> **STATED PROBLEM**
Output the lines below as a JSON list of strings, one string per line, with blank lines left out.

* * * * * * *

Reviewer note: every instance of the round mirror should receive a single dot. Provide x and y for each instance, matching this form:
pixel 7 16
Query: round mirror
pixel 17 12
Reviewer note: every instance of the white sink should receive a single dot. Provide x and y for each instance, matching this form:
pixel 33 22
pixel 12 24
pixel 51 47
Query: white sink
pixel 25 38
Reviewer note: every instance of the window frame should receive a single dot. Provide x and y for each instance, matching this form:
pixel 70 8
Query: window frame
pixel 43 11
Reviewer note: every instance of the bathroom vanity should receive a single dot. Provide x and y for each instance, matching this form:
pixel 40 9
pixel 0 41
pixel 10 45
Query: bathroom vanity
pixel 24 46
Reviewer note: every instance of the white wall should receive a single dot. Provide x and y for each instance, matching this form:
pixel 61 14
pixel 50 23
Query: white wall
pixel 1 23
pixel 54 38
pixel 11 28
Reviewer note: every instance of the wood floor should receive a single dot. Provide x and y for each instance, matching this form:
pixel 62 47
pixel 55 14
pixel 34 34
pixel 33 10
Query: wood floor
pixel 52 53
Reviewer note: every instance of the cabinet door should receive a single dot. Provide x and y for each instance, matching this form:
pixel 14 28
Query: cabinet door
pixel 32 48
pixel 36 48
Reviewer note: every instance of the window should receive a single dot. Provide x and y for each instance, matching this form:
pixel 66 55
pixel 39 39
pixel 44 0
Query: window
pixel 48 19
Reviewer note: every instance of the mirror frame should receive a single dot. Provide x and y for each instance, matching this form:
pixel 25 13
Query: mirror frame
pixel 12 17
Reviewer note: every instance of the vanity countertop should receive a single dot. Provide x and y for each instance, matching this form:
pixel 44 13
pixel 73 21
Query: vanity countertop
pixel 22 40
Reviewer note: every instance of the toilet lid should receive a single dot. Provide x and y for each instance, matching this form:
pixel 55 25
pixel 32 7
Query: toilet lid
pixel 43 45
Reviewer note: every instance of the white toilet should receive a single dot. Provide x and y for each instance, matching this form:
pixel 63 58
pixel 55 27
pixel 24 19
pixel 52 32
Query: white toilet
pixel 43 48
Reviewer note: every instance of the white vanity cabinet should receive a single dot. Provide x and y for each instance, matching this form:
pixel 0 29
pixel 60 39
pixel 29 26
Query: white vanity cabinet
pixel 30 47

* * * * * * *

> **RESULT FOR THIS EXERCISE**
[
  "Reviewer note: every instance of the round mirror should receive a single dot. Provide x and y for each instance, matching this form:",
  "pixel 7 16",
  "Query: round mirror",
  "pixel 17 12",
  "Reviewer note: every instance of the white sink should receive a single dot. Provide x and y for each instance, matching this form:",
  "pixel 33 22",
  "pixel 12 24",
  "pixel 51 47",
  "Query: white sink",
  "pixel 25 38",
  "Reviewer note: every instance of the window frame should receive a single dot. Provide x and y for each instance, matching this form:",
  "pixel 70 8",
  "Query: window frame",
  "pixel 43 11",
  "Reviewer note: every instance of the bathroom vanity should receive a single dot. Provide x and y for each instance, matching this form:",
  "pixel 40 9",
  "pixel 0 41",
  "pixel 10 45",
  "Query: bathroom vanity",
  "pixel 24 46",
  "Reviewer note: every instance of the white wall should receive a single dot. Provide x and y for each instance, matching this form:",
  "pixel 61 14",
  "pixel 50 23",
  "Query: white wall",
  "pixel 1 23",
  "pixel 54 38",
  "pixel 11 28",
  "Reviewer note: every instance of the wood floor should receive a single dot. Provide x and y for each instance, matching this form:",
  "pixel 62 47",
  "pixel 55 14",
  "pixel 34 34",
  "pixel 33 10",
  "Query: wood floor",
  "pixel 52 53",
  "Reviewer note: every instance of the cabinet door should receive a single dot. Provide x and y for each instance, matching this form:",
  "pixel 14 28",
  "Query: cabinet door",
  "pixel 32 48",
  "pixel 36 48",
  "Reviewer note: every instance of the window should receive a single dot. Provide x and y for each instance, matching this form:",
  "pixel 66 55",
  "pixel 39 39",
  "pixel 44 0",
  "Query: window",
  "pixel 48 19",
  "Reviewer note: every instance of the mirror frame should receive a single dot. Provide x and y for each instance, matching this form:",
  "pixel 25 13",
  "Query: mirror frame",
  "pixel 12 17",
  "Reviewer note: every instance of the vanity countertop should receive a single dot. Provide x and y for each instance, matching this form:",
  "pixel 44 13",
  "pixel 73 21",
  "Query: vanity countertop",
  "pixel 22 40",
  "Reviewer note: every instance of the toilet lid should receive a single dot. Provide x and y for each instance, matching this form:",
  "pixel 55 25",
  "pixel 32 7",
  "Query: toilet lid",
  "pixel 43 45",
  "Reviewer note: every instance of the white toilet should receive a single dot. Provide x and y for each instance, matching this form:",
  "pixel 63 58",
  "pixel 55 27",
  "pixel 24 19",
  "pixel 52 32",
  "Query: white toilet",
  "pixel 43 48",
  "Reviewer note: every instance of the white vanity cabinet should receive a single dot. Provide x and y for each instance, matching this form:",
  "pixel 0 29",
  "pixel 60 39",
  "pixel 29 26",
  "Query: white vanity cabinet",
  "pixel 30 47"
]